## PROBLEM STATEMENT
Retype the material word for word.
:: DATASET CONTENT ::
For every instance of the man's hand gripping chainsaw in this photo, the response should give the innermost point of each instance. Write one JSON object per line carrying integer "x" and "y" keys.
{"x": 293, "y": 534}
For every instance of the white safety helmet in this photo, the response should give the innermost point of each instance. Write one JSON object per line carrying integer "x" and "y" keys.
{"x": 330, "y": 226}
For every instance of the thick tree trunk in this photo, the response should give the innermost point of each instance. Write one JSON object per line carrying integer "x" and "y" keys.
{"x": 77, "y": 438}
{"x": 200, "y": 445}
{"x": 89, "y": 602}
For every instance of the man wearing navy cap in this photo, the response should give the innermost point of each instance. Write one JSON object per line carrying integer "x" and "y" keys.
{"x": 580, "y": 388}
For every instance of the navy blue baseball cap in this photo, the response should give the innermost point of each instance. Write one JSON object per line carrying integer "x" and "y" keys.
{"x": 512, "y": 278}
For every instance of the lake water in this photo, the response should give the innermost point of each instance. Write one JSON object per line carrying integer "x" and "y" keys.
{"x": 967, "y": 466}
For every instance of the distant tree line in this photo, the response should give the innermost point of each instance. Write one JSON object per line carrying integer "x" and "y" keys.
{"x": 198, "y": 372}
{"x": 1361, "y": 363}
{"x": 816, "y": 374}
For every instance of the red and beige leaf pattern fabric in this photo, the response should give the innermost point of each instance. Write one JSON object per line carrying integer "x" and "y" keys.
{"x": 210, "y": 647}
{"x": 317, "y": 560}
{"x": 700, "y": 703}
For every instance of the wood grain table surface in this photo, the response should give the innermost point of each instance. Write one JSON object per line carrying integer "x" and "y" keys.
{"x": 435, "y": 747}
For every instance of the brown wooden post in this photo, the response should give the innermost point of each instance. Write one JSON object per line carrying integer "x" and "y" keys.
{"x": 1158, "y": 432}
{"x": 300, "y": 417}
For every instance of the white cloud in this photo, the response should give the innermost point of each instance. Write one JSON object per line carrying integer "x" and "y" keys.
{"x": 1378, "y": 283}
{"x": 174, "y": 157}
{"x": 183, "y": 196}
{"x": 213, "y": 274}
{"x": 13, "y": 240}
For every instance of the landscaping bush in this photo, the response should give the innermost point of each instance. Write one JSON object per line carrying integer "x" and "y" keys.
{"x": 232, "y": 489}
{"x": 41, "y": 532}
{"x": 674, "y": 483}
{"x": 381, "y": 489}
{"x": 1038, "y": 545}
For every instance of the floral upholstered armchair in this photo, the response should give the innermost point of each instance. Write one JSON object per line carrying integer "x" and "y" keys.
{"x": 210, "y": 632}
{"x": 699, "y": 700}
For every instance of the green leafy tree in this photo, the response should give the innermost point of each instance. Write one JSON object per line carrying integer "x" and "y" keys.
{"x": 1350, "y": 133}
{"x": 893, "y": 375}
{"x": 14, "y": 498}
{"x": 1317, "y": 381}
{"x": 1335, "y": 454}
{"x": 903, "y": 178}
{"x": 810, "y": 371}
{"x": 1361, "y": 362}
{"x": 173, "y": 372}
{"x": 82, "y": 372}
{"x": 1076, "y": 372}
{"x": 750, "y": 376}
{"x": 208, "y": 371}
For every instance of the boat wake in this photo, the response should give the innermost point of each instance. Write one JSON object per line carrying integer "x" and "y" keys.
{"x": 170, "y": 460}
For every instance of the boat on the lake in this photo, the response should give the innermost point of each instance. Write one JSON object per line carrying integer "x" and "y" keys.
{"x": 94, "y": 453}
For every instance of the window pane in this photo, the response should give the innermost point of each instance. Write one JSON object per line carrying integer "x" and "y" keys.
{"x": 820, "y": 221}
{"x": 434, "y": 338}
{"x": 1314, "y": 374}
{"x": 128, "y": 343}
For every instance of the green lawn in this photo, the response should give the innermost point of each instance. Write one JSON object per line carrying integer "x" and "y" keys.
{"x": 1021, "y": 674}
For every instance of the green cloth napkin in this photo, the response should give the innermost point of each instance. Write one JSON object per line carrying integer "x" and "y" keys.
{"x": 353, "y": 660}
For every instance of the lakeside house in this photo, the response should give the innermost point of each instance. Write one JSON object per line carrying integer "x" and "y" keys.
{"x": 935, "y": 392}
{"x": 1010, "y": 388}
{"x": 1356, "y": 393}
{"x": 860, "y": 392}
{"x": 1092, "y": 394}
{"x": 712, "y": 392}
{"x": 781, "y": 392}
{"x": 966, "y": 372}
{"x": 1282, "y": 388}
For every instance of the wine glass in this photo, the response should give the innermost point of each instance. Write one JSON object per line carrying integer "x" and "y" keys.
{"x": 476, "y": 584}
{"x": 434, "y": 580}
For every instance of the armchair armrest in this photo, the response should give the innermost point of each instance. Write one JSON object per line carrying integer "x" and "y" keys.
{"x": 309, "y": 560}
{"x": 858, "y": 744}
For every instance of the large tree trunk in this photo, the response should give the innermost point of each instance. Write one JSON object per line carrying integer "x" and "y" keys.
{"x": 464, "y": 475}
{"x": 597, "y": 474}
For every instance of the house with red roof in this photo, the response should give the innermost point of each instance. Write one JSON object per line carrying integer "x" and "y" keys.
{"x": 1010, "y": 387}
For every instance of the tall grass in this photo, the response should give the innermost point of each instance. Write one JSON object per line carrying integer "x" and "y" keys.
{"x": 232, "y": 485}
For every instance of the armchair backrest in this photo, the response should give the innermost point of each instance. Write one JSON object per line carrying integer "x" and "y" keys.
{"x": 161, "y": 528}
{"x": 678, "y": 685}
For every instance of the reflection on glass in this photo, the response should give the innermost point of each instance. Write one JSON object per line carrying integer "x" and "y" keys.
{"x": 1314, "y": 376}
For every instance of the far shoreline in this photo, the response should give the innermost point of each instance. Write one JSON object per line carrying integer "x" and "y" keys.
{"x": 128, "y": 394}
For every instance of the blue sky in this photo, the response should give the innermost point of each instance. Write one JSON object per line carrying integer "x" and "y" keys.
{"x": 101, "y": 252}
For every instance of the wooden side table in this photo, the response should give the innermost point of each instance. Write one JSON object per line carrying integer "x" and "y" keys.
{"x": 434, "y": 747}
:::
## FULL ANSWER
For every instance of the man's hand gripping chainsaw in this photo, the response should give the innermost point of each instance. Write one JSON object per line carrying integer "x" and "y" keys.
{"x": 293, "y": 534}
For every instance of the white safety helmet in this photo, the response should give the innermost point of each instance. Write one JSON object per line carrying integer "x" and "y" keys.
{"x": 330, "y": 226}
For every instance of the thick tree trunk in this photo, the response should give the innermost point of each instance. Write one JSON object per line carrying integer "x" and "y" keys.
{"x": 77, "y": 438}
{"x": 200, "y": 445}
{"x": 89, "y": 602}
For every instance of the man wearing navy cap in this photo, the response should give the innermost point of each instance. Write one JSON object per line carrying integer "x" and "y" keys.
{"x": 580, "y": 388}
For every instance of the navy blue baseball cap in this photo, the response should give the innermost point of each instance. Write one JSON object per line carrying integer "x" and "y" keys.
{"x": 512, "y": 278}
For every instance of the lake water in this photo, the response should give the innermost point of each instance. Write one JSON object per line carrying integer "x" and "y" keys.
{"x": 967, "y": 466}
For every instance of the distant tree line in this photo, the response should give the innermost point of each instance. Write one JSON object per line carrying integer "x" and "y" keys.
{"x": 198, "y": 372}
{"x": 1361, "y": 363}
{"x": 816, "y": 374}
For every instance of the red and beige leaf pattern fabric in this photo, the response should give the innermost point of each instance. Write one JSON object per line carrying integer "x" and "y" keys.
{"x": 210, "y": 647}
{"x": 317, "y": 560}
{"x": 700, "y": 703}
For every instance of the wood grain table surface in this photo, the response should give the innermost point of each instance. Write one JSON object per line carrying integer "x" and "y" keys.
{"x": 435, "y": 747}
For every instance of the brown wooden post in this photo, the response should give the innermost point of each instance. Write one JSON object per line carrying integer "x" and "y" keys.
{"x": 1158, "y": 432}
{"x": 300, "y": 417}
For every instance of the white cloud in this photo, the response should give the innermost point of each instance. Write one JSON object per line carrying integer "x" and "y" keys.
{"x": 1378, "y": 283}
{"x": 174, "y": 157}
{"x": 183, "y": 196}
{"x": 213, "y": 274}
{"x": 13, "y": 240}
For every instance of the landscaping bush in this photo, the response should give the innermost point of each instance. Write one JSON object per line carrying integer "x" and "y" keys.
{"x": 232, "y": 489}
{"x": 41, "y": 532}
{"x": 674, "y": 483}
{"x": 381, "y": 489}
{"x": 1038, "y": 545}
For every instance of the floral upholstered armchair in this photo, the response should give the innermost point of each instance. Write one JSON object per line carrying integer "x" and "y" keys.
{"x": 210, "y": 632}
{"x": 699, "y": 700}
For every instance of the green leafy tree in this photo, the response should give the innermost point of each instance. Write one JSON object per line carrying integer "x" and "y" keys.
{"x": 1350, "y": 133}
{"x": 893, "y": 375}
{"x": 14, "y": 498}
{"x": 1317, "y": 381}
{"x": 1335, "y": 454}
{"x": 903, "y": 178}
{"x": 810, "y": 371}
{"x": 1361, "y": 362}
{"x": 173, "y": 372}
{"x": 82, "y": 372}
{"x": 1076, "y": 372}
{"x": 750, "y": 376}
{"x": 208, "y": 371}
For every instance of the boat wake in this photo, the response should give the innermost point of each instance. Write one JSON object per line carrying integer "x" and "y" keys.
{"x": 170, "y": 460}
For every instance of the boat on the lake in this photo, the response should give the innermost point of each instance. Write one JSON object per line carrying integer "x" and "y" keys.
{"x": 94, "y": 453}
For every instance of the window pane in this photo, the response should give the innermost point of each instance. Write one JSON object per line carrying integer "x" and "y" keys.
{"x": 820, "y": 221}
{"x": 434, "y": 338}
{"x": 1314, "y": 374}
{"x": 128, "y": 343}
For every instance of the green lawn in this photo, the response should give the innermost point of each instance. Write one JSON object per line carrying integer "x" and "y" keys.
{"x": 1021, "y": 674}
For every instance of the green cloth napkin in this photo, the response should give the innermost point of each instance. Write one JSON object per line carrying integer "x" and "y" keys.
{"x": 353, "y": 660}
For every instance of the lakeside house in this photo, the response should give the innermost point of each instance. Write one JSON object per line carrying integer "x" and "y" keys.
{"x": 935, "y": 392}
{"x": 1010, "y": 388}
{"x": 1356, "y": 393}
{"x": 860, "y": 392}
{"x": 1092, "y": 394}
{"x": 712, "y": 392}
{"x": 781, "y": 392}
{"x": 966, "y": 372}
{"x": 1282, "y": 388}
For every instance of the wine glass in this photo, the response should give the innermost point of each instance. Write one JSON object per line carrying integer "x" and "y" keys.
{"x": 476, "y": 584}
{"x": 434, "y": 580}
For every instance of the armchair armrest in this photo, the response should give the innermost point of each instance. Write one JSON object per line carrying integer "x" and "y" keys.
{"x": 309, "y": 560}
{"x": 858, "y": 744}
For every instance of the large tree trunk in this photo, the response should give the innermost point of each instance. Write one JSON object per line carrying integer "x" and "y" keys.
{"x": 464, "y": 475}
{"x": 597, "y": 474}
For every instance of the house with red roof in this photo, the response should give the innermost point of each instance. Write one JSON object per line carrying integer "x" and "y" keys.
{"x": 1010, "y": 387}
For every instance of the tall grass in this photo, the response should give the innermost point of each instance. Write one JSON object per line carrying integer "x" and "y" keys.
{"x": 232, "y": 485}
For every instance of the armchair backrest in this photo, the response should give the innermost point of each instance. Write one JSON object per line carrying integer "x" and "y" keys.
{"x": 161, "y": 528}
{"x": 678, "y": 685}
For every instance of the reflection on glass in this photo, the response should give the innermost point of each instance. Write one JSON object per line carrying integer "x" and "y" keys.
{"x": 1314, "y": 376}
For every instance of the far shoreline in this photo, the response should give the innermost point of each instance. Write one JSON object per line carrying integer "x" and "y" keys.
{"x": 128, "y": 394}
For every instance of the blue sky in this photo, the response should give the innermost point of each instance. Write one JSON object per line carrying integer "x" and "y" keys.
{"x": 101, "y": 252}
For every instance of the wooden side table in this photo, the response should give the innermost point of each instance. Write one JSON object per line carrying integer "x" and "y" keys.
{"x": 434, "y": 747}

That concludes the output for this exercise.